Data:
——

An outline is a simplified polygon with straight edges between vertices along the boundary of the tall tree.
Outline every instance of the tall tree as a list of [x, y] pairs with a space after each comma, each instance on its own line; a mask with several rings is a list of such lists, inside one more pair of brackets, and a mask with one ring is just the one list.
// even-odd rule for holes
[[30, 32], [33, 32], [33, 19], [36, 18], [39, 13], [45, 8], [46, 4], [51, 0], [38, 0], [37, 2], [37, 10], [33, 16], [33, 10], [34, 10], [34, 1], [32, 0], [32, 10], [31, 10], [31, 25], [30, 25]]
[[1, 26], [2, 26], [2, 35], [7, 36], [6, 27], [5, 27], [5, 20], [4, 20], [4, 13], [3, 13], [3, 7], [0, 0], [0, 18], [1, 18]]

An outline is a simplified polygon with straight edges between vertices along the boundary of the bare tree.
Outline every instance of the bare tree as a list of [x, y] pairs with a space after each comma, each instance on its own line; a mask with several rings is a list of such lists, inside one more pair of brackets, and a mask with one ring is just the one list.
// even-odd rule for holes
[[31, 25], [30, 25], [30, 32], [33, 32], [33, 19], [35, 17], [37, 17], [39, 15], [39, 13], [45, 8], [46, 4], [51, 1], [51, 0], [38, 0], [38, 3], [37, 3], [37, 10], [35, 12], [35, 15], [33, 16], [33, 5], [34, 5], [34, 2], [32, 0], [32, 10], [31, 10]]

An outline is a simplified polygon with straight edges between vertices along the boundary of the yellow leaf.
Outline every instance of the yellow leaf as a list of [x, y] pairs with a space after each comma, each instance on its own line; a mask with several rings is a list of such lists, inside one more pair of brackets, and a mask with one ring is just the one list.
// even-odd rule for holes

——

Short problem:
Copy every one of the rows above word for word, keeping each line in its original order.

Full solution:
An outline is a simplified polygon with straight edges between vertices along the boundary of the tall tree.
Outline every instance of the tall tree as a list of [x, y] pairs with a space after each comma, each instance on its own line; a mask with several rings is a list of such lists, inside one more pair of brackets, and a mask with one ring is just the one list.
// even-odd rule for holes
[[30, 32], [33, 32], [33, 19], [36, 18], [39, 13], [45, 8], [46, 4], [51, 0], [38, 0], [37, 2], [37, 10], [33, 16], [33, 10], [34, 10], [34, 1], [32, 0], [32, 10], [31, 10], [31, 25], [30, 25]]
[[1, 26], [2, 26], [2, 35], [7, 36], [6, 27], [5, 27], [5, 20], [4, 20], [4, 13], [3, 13], [3, 7], [0, 0], [0, 18], [1, 18]]

An outline is a simplified polygon with straight edges between vertices along the boundary of the bare tree.
Outline every instance of the bare tree as a list of [x, y] pairs with a space after each comma, each instance on its own line; a mask with several rings is a list of such lists, inside one more pair of brackets, and a mask with one ring is just the one list.
// even-odd rule for holes
[[31, 25], [30, 25], [30, 32], [33, 32], [33, 19], [35, 17], [37, 17], [39, 15], [39, 13], [45, 8], [46, 4], [51, 1], [51, 0], [38, 0], [38, 3], [37, 3], [37, 10], [35, 12], [35, 15], [33, 16], [33, 5], [34, 5], [34, 2], [32, 0], [32, 10], [31, 10]]

An outline is a simplified polygon with straight edges between vertices along the boundary of the yellow leaf.
Outline every instance of the yellow leaf as a list of [x, y] pairs with a space after each comma, each instance on its own line; a mask with several rings is a list of such lists, inside one more pair of brackets, and a mask with one ring is just the one list.
// even-odd rule for holes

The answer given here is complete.